**Work instructions**
Lines from the one containing "the bee leg" through the end of the data are to be returned exactly, and no others.

____ Raw data

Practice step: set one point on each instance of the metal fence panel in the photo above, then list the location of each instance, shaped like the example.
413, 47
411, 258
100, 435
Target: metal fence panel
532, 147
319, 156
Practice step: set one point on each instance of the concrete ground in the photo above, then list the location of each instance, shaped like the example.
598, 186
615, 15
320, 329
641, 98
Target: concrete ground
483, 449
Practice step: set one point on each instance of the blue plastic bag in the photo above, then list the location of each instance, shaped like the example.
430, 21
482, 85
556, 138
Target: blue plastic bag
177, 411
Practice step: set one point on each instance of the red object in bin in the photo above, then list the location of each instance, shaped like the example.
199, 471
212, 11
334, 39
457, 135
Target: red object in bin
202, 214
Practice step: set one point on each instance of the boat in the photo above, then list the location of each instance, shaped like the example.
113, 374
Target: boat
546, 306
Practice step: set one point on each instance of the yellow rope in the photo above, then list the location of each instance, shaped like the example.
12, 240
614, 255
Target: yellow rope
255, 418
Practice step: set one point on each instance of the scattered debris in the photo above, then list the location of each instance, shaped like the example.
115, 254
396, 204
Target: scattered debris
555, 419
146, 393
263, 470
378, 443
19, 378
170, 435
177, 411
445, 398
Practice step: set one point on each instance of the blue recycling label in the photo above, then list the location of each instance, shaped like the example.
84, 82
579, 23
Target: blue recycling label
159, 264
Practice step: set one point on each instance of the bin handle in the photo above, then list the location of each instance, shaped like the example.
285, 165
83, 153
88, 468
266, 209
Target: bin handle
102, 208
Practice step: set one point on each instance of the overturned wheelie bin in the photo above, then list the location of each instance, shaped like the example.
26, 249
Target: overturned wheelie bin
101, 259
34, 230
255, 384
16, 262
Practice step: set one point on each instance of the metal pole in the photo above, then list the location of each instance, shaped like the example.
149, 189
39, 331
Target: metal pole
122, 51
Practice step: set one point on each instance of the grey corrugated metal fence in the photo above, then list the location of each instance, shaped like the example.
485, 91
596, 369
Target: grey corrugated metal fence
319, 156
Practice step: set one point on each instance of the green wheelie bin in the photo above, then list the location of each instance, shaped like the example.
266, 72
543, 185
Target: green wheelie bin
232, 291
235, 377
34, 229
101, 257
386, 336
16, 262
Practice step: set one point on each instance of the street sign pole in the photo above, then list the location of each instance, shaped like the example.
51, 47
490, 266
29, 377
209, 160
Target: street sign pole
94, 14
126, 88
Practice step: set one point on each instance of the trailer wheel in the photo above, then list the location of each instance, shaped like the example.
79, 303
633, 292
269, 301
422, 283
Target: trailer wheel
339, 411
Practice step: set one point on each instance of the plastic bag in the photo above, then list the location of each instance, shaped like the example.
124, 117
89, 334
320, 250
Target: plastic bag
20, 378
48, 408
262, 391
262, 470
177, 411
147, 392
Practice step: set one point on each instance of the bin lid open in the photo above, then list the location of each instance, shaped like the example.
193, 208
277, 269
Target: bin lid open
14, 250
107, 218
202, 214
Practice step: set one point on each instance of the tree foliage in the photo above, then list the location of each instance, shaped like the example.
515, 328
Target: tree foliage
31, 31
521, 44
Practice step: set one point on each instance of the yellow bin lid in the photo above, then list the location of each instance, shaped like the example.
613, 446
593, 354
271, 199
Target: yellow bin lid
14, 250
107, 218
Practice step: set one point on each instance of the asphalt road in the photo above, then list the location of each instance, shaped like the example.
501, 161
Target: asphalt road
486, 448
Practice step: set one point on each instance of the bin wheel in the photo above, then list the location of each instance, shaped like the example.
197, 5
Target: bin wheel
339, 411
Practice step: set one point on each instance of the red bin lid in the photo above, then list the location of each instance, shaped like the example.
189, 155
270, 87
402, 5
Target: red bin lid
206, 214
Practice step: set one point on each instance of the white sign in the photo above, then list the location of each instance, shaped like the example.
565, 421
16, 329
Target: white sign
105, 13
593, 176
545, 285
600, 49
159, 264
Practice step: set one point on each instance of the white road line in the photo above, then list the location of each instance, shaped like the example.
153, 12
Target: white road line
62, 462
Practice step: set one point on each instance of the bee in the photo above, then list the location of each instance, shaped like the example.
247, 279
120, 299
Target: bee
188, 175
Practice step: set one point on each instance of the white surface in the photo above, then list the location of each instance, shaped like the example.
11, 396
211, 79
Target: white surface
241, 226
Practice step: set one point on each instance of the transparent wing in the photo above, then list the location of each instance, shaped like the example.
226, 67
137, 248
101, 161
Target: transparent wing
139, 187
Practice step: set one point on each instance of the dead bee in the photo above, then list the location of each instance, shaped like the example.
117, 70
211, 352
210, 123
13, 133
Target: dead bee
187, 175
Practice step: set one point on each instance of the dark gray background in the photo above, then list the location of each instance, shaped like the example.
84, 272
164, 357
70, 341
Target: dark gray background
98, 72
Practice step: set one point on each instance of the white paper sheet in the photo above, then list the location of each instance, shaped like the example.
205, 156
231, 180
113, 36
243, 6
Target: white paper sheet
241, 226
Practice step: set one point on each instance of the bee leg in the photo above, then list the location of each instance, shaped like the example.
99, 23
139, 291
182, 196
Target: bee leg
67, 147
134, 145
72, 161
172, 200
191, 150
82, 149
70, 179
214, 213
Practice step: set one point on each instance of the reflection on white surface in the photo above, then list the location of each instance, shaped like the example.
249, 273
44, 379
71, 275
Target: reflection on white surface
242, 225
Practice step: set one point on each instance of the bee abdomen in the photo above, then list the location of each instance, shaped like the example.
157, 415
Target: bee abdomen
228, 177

________

**The completed task**
Practice step: set one point on each instance of the bee leg in the photo above, then list the location of each instance, shaped like the example.
99, 23
139, 291
182, 196
Target: bee leg
67, 147
134, 145
72, 161
172, 200
191, 150
82, 149
70, 179
214, 213
Practice step: set one point on each instance of the reflection on white surface in the photo above, then list the location of each instance, shaped like the example.
249, 273
44, 379
71, 275
Target: reflection on white surface
242, 225
Practice step: set one point on each instance of the bee abdomen in the photo above, then list the location of each instance, shaped like the example.
157, 415
Target: bee abdomen
228, 177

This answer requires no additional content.